# 필수 과제
아래 데이터에서 "column"라는 단어가 들어 있는 줄은 모두 몇 개인가요? 세어서 숫자만 답하세요.

----------

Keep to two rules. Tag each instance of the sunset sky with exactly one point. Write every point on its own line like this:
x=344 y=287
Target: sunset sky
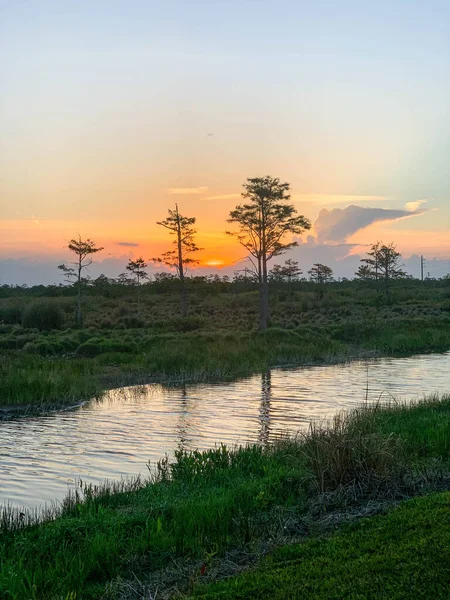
x=112 y=111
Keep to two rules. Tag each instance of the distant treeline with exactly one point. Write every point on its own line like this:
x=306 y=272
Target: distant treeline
x=210 y=284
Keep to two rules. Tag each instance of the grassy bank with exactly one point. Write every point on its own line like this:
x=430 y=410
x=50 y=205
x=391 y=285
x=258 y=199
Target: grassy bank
x=44 y=359
x=403 y=555
x=211 y=515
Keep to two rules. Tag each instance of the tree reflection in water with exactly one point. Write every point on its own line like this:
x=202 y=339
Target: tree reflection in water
x=264 y=409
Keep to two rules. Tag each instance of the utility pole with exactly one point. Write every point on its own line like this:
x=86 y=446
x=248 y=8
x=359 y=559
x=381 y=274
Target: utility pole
x=422 y=264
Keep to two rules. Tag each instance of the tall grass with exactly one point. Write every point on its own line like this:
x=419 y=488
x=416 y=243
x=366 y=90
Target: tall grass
x=206 y=506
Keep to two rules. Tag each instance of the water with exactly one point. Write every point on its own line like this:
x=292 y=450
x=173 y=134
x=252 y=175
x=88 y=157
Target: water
x=42 y=457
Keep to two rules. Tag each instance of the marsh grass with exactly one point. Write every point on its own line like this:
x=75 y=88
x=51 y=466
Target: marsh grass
x=218 y=339
x=208 y=509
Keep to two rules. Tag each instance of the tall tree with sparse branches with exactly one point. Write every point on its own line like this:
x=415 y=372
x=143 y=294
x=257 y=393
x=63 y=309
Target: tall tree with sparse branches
x=288 y=272
x=137 y=269
x=264 y=221
x=180 y=258
x=83 y=249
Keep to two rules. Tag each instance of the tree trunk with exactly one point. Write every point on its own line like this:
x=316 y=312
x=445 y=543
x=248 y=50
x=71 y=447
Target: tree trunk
x=79 y=315
x=183 y=295
x=262 y=323
x=266 y=310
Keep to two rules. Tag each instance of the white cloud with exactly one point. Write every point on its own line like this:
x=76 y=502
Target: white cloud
x=413 y=206
x=338 y=224
x=224 y=197
x=188 y=191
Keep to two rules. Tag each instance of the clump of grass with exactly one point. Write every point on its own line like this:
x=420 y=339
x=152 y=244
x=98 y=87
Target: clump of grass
x=43 y=315
x=206 y=506
x=345 y=453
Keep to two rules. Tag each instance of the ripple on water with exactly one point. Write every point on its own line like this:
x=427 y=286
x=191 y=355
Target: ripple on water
x=41 y=457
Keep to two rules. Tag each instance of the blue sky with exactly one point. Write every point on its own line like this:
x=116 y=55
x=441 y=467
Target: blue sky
x=107 y=105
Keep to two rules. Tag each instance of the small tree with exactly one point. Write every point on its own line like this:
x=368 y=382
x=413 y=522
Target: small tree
x=383 y=263
x=364 y=273
x=83 y=249
x=263 y=223
x=390 y=264
x=320 y=274
x=372 y=262
x=136 y=268
x=180 y=258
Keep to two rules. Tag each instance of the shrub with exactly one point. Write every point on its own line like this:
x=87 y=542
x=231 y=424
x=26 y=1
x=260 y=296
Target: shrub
x=11 y=314
x=43 y=315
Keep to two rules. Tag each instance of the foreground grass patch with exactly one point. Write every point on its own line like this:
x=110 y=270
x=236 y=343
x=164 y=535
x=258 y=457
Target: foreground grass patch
x=399 y=556
x=206 y=505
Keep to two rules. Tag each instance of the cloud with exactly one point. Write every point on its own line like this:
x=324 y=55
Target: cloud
x=338 y=224
x=337 y=198
x=128 y=244
x=224 y=197
x=188 y=191
x=414 y=206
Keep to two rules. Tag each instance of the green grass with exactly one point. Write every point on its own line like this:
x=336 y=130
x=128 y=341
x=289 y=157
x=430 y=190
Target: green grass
x=210 y=506
x=218 y=340
x=399 y=556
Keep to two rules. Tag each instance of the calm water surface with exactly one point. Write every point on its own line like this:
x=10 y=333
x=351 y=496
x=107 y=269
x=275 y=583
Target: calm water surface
x=41 y=457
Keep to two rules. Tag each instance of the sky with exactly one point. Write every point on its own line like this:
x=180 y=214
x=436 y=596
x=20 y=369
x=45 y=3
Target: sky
x=112 y=111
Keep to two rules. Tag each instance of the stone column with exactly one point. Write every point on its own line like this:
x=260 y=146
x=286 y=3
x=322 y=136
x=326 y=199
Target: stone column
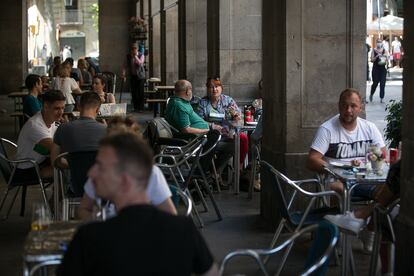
x=405 y=222
x=312 y=50
x=240 y=48
x=196 y=41
x=13 y=54
x=113 y=33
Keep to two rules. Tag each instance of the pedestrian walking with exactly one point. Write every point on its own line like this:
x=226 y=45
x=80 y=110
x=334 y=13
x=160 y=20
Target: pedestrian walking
x=379 y=69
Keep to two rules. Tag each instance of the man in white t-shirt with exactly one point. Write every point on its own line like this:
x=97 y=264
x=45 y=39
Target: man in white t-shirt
x=343 y=138
x=396 y=51
x=158 y=193
x=36 y=137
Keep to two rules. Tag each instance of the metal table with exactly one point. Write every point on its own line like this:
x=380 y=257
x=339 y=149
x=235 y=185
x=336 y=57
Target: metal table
x=352 y=180
x=238 y=127
x=47 y=245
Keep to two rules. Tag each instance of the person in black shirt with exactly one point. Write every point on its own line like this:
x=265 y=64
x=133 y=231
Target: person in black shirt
x=141 y=240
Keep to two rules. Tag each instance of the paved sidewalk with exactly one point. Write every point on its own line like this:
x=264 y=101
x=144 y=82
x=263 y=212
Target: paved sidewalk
x=375 y=110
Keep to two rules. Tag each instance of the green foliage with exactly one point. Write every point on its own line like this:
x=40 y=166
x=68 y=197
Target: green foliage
x=392 y=131
x=94 y=8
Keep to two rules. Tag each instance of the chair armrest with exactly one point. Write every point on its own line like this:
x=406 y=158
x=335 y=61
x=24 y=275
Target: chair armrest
x=388 y=209
x=184 y=136
x=306 y=181
x=171 y=141
x=9 y=142
x=21 y=161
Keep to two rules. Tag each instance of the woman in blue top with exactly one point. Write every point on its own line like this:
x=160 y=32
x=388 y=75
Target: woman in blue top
x=217 y=106
x=31 y=103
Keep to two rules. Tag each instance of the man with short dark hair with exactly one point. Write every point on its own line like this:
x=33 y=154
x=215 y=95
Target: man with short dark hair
x=31 y=103
x=80 y=135
x=134 y=68
x=35 y=138
x=346 y=138
x=140 y=239
x=180 y=113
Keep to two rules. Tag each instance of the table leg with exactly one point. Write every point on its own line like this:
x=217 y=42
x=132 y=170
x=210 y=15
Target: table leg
x=345 y=239
x=56 y=193
x=236 y=161
x=155 y=109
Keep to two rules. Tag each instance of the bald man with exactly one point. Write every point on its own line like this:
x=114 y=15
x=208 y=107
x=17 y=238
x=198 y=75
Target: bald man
x=180 y=113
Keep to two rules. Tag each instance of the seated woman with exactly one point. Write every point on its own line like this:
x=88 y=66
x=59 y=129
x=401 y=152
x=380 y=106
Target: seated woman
x=32 y=103
x=216 y=105
x=67 y=85
x=98 y=86
x=86 y=76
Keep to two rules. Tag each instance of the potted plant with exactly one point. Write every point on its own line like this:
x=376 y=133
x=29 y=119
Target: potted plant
x=392 y=131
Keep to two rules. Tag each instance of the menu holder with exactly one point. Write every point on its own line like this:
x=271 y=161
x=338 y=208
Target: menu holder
x=111 y=109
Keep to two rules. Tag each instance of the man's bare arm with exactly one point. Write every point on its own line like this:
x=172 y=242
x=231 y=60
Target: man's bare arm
x=315 y=161
x=213 y=271
x=167 y=206
x=86 y=207
x=194 y=130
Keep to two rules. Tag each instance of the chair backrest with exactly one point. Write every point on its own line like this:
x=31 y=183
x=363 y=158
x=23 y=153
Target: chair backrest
x=209 y=149
x=157 y=128
x=179 y=196
x=279 y=179
x=5 y=167
x=325 y=238
x=79 y=165
x=110 y=81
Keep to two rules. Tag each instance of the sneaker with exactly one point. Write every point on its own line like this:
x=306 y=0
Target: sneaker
x=347 y=222
x=257 y=185
x=367 y=237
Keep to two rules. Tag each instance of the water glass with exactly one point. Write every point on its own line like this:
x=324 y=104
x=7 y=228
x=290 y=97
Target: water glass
x=41 y=217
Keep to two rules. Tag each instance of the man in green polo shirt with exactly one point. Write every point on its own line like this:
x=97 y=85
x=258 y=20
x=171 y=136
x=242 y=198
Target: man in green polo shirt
x=180 y=113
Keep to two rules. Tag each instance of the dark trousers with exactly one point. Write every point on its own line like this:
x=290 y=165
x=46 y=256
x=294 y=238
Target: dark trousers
x=379 y=75
x=137 y=92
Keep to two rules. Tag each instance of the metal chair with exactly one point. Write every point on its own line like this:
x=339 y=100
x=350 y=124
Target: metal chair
x=294 y=221
x=68 y=201
x=160 y=134
x=326 y=237
x=382 y=220
x=110 y=81
x=255 y=161
x=182 y=163
x=178 y=194
x=40 y=267
x=8 y=169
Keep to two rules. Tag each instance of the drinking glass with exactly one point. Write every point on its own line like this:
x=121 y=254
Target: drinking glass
x=41 y=217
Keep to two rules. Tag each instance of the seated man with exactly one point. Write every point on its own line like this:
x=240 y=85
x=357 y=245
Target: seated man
x=384 y=196
x=141 y=238
x=35 y=138
x=158 y=191
x=343 y=138
x=32 y=103
x=80 y=135
x=180 y=114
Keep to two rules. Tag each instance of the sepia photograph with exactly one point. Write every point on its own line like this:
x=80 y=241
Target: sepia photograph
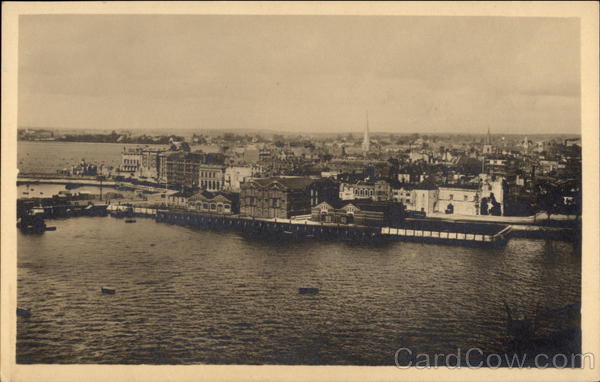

----------

# 전체 출력
2